• [Instructions]:
[a] In the police reports, list every charge on which Regina Lane was arrested.
[b] Condense the police-report paragraph beginning "On the afternoon of Sept. 19" into a short bulleted list that keeps its main facts.
[c] Pick up the police reports after their last sentence and continue them.
-- begin Supplied text --
Double-yellow passing fender bender
On the afternoon of Sept. 19, Demetri Ouellette, 19, of Falls Village was traveling north on Route 126 in Falls Village, approximately 50 feet north of the intersection with Dublin Road, when a BMW M340 attempted to pass in a no passing zone. Ouellette’s Toyota Celica GT subsequently collided with the BMW, which was driven by Patrick Riley, 39, of Falls Village. Ouellette stated that the BMW tried to overtake him and then slammed on the brakes, causing the collision. Riley claimed that he was driving north on Route 126 when a vehicle struck him from behind. Riley was ultimately issued a written warning for overtaking and passing in a no passing zone. Both vehicles sustained minor damage, but neither driver was injured.
5-charge arrest
On the afternoon of Sept. 20, troopers were dispatched to an address on Doolittle Drive in Norfolk for a non-active disturbance. After investigation, troopers arrested Regina Lane, 62, of Norfolk on five charges: interfering with an officer/resisting, disorderly conduct, violation of a protective order, third degree assault, and second-degree reckless endangerment. Lane was released on a $10,000 cash bond and was scheduled to appear at Torrington Superior Court on Sept. 22.
-- end Supplied text --
-- begin Provided information --
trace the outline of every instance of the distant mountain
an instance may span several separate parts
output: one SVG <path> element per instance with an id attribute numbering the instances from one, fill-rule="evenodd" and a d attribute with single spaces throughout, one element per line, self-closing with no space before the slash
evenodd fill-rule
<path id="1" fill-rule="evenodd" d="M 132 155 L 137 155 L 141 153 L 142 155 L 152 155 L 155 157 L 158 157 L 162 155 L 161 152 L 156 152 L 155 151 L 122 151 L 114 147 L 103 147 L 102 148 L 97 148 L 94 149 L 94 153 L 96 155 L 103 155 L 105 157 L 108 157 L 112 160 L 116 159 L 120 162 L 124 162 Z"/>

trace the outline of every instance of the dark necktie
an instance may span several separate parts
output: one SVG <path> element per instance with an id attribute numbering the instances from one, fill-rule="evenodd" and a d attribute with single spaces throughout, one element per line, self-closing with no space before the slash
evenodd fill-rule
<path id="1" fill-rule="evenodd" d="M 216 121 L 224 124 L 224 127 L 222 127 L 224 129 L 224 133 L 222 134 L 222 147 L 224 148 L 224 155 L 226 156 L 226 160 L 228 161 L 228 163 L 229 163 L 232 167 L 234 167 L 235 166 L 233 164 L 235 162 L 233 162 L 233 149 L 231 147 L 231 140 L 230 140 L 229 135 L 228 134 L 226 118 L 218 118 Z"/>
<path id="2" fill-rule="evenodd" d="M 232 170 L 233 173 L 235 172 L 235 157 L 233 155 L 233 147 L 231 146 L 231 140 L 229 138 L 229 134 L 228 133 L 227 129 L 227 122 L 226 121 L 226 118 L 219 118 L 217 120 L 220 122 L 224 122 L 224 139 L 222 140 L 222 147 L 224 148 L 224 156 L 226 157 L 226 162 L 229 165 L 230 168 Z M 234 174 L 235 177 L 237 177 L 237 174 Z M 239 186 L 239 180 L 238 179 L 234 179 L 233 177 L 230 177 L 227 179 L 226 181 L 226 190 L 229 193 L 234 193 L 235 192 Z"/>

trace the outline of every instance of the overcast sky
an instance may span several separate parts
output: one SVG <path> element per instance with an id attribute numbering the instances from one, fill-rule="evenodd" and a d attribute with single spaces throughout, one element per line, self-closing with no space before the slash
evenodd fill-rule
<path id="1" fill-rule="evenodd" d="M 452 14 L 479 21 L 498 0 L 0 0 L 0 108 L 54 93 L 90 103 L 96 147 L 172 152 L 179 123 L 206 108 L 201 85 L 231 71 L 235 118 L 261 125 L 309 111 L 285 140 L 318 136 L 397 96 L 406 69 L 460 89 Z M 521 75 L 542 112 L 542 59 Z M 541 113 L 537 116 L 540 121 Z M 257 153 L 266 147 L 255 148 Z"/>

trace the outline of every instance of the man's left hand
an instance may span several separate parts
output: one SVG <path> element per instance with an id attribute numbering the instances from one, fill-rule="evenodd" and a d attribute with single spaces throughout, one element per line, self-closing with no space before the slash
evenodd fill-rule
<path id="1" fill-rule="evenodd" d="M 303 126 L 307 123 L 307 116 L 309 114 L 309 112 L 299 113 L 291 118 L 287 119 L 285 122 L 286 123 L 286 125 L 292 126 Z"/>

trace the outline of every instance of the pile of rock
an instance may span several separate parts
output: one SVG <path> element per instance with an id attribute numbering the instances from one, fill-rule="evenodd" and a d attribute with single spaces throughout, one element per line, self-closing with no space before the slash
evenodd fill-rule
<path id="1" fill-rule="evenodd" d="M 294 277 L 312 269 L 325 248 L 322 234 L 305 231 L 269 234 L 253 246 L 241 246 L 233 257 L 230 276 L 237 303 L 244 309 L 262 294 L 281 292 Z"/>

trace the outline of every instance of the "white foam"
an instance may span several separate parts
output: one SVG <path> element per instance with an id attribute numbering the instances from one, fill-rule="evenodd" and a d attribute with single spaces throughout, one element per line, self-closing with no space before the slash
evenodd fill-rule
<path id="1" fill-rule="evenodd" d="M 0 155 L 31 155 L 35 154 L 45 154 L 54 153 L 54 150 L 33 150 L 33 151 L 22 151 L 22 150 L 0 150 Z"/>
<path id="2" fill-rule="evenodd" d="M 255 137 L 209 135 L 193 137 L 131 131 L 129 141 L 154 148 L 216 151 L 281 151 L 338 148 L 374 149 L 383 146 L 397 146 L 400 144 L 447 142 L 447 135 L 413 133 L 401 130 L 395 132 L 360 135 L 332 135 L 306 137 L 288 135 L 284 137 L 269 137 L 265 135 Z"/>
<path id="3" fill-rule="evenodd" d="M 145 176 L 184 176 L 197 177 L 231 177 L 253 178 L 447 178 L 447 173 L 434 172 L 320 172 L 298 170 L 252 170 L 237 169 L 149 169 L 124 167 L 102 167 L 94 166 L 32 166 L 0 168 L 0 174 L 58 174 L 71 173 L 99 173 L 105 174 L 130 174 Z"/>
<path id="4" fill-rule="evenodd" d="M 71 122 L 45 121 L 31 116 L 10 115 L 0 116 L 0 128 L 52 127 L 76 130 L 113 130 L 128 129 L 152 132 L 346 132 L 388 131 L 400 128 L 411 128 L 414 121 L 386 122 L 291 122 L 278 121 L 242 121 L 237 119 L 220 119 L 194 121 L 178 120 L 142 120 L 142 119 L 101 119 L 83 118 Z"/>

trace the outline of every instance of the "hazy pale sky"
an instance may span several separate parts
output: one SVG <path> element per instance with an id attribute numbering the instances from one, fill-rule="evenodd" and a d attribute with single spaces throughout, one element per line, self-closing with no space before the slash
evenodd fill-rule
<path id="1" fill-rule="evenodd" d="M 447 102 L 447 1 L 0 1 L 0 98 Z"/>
-- end Provided information --
• [Expected results]:
[a]
- Interfering with an officer/resisting
- Disorderly conduct
- Violation of a protective order
- Third degree assault
- Second-degree reckless endangerment

[b]
- On the afternoon of Sept. 19, Demetri Ouellette, 19, of Falls Village was driving north on Route 126 in Falls Village, about 50 feet north of Dublin Road.
- A BMW M340 driven by Patrick Riley, 39, of Falls Village tried to pass in a no passing zone, and Ouellette's Toyota Celica GT collided with it.
- Ouellette said the BMW overtook him and then slammed on the brakes. Riley said a vehicle hit him from behind while he was driving north.
- Riley received a written warning for overtaking and passing in a no passing zone.
- Both vehicles had minor damage, and neither driver was hurt.

[c]
Possession/DWI arrest
Troopers were dispatched at approximately 3:30 p.m. on Sept 21 to 172 Route 7 in Falls Village on the report of a male passed out behind the wheel of a vehicle. After investigating, police arrested Mark Gannon, 35, of Waterbury for two counts of possession of a controlled substance, failure to keep narcotics in original container, and operating under the influence of alcohol or drugs. Gannon was released on a $5,000 non-surety bond.
Speeding crash
On the afternoon of Sept. 25, Clifford Chase, 67, of Cornwall was traveling west on Route 44, approximately 50 feet north of the intersection with Wildcat Hollow Road in Salisbury when he veered off the road, striking his Mazda 3 sedan into a tree. The vehicle was disabled by the accident, but Chase was uninjured. He was issued an infraction for traveling too fast for conditions.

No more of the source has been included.